>> Begin
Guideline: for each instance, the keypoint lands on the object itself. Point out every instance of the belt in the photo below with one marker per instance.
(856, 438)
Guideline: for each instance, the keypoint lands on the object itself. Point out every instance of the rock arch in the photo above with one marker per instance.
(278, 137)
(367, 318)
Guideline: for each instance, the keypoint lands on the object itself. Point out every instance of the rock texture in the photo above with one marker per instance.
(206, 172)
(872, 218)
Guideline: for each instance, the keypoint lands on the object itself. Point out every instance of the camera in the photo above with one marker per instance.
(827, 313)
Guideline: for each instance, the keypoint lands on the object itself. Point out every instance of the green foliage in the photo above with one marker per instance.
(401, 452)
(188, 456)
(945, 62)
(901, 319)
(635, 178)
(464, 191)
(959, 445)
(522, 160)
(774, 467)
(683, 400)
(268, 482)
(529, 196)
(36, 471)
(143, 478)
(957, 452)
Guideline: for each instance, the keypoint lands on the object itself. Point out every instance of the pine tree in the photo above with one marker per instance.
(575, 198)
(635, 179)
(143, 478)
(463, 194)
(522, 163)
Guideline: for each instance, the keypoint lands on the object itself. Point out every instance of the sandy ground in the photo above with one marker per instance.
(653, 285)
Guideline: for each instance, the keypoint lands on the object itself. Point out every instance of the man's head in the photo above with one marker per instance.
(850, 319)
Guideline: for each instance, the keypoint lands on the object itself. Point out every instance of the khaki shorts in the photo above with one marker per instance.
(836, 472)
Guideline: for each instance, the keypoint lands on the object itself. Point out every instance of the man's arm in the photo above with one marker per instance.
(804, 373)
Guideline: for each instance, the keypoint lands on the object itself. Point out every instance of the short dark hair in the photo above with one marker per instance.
>> End
*TASK STATEMENT*:
Rescale the records, starting with the line that contains "the man's head" and going on through the end of the records. Repeat all of those lines, requests included, with every coordinate in the answers multiplied by 2.5 and rounded to a whole number, halves rounded up.

*EXPECTED ANSWER*:
Guideline: for each instance, the keypoint lands on the object itself. Point out every instance of the man's head in the photo above with one marker per instance.
(2125, 798)
Guideline: for each instance, the keypoint lands on the object itself. Point out every instance of the khaki shorts in the photo above with one marker per instance.
(2090, 1180)
Guideline: for each instance, the keypoint lands on the object itself. Point out every instance of the man's arm in the photo above with one marker per instance.
(2010, 933)
Guideline: for each instance, the keypoint lands on the object itself. Point out every instance of the short dark hair in the photo above with one marker per instance.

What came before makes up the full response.